• _WRITTEN TASK_:
Copy the data from the line with "Performance-review request: for every instance of the low" through the end of the data, swapping "low shrub" for "short shrub" and leaving everything else unchanged.

• _EXTRACTED MATERIAL_:
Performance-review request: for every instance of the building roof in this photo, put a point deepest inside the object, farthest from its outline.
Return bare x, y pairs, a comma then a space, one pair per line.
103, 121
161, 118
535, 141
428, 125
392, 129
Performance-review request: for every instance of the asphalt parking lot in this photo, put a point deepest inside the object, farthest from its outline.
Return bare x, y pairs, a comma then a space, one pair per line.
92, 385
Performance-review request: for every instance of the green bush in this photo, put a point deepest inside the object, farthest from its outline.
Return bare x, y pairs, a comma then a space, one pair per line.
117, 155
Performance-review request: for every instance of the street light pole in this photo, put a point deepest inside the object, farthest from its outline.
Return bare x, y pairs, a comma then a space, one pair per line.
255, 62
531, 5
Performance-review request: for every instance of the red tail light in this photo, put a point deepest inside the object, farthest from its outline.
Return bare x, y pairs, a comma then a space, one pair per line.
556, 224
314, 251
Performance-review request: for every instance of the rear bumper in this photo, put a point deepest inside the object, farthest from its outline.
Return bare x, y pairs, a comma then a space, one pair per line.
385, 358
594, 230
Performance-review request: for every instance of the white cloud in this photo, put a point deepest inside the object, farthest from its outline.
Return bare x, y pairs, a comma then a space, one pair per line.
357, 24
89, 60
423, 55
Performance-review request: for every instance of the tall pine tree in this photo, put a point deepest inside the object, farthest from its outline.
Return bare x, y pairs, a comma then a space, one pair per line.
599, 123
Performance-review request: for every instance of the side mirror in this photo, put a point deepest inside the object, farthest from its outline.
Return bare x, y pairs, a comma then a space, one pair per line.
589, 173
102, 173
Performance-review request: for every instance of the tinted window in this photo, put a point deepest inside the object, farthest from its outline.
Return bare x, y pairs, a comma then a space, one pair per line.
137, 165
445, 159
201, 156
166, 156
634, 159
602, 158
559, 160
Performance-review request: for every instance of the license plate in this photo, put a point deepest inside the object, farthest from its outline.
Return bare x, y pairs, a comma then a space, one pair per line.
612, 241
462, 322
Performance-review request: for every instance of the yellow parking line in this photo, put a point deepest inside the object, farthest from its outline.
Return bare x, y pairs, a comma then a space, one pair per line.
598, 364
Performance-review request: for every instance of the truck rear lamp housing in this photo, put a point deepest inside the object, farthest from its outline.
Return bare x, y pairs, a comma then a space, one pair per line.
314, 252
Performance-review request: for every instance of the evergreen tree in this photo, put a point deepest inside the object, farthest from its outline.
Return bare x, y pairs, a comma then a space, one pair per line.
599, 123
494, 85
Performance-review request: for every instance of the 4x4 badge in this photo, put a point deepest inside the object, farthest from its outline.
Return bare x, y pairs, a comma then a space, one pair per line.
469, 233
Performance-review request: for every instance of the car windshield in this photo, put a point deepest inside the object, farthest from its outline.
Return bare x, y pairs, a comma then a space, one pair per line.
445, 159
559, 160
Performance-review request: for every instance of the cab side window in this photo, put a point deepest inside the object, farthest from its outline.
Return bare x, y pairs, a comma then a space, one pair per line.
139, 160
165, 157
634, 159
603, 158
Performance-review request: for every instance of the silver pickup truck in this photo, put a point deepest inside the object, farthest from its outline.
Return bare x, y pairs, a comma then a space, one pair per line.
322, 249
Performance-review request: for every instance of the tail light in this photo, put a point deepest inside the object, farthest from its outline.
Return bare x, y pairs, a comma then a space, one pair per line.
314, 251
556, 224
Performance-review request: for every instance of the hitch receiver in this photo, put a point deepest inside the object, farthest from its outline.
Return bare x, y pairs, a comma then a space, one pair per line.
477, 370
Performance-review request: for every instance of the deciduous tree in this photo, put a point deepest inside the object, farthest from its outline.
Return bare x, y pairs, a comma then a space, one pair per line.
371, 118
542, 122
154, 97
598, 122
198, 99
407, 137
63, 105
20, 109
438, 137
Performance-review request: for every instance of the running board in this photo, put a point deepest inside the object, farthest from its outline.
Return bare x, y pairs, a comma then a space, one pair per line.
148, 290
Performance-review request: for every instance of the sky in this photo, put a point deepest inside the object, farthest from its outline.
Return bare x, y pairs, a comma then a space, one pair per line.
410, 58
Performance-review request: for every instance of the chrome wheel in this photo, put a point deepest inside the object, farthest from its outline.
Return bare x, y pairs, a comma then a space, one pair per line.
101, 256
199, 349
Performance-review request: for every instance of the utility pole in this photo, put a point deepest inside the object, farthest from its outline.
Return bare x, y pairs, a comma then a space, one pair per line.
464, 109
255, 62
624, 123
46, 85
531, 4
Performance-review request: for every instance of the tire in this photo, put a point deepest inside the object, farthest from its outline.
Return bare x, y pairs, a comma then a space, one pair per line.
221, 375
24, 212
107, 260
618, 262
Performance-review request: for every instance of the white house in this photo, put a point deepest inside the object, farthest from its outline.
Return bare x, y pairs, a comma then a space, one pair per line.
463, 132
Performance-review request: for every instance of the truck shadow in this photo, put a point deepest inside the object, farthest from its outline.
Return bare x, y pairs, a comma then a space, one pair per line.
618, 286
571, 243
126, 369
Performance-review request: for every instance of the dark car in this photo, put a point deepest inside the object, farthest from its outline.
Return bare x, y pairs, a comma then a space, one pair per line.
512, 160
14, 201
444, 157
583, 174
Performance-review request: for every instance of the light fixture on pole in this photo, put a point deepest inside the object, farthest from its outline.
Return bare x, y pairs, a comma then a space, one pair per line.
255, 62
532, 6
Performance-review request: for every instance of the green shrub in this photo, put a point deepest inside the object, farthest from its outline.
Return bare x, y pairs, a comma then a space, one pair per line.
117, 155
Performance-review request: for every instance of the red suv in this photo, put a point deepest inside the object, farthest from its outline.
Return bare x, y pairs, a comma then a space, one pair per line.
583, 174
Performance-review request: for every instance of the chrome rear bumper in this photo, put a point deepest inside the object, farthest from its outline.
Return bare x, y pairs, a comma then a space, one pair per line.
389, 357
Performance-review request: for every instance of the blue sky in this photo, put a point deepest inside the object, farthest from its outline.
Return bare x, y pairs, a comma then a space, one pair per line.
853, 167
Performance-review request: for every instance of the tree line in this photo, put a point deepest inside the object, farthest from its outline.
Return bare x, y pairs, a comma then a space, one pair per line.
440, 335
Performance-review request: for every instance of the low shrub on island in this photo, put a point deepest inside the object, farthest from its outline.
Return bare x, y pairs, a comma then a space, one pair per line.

• _THE RESPONSE_:
Performance-review request: for every instance of the short shrub on island in this photo, put a point deepest inside the object, farthest from its outline.
Return bare x, y pairs, a comma then a space, one pair per line.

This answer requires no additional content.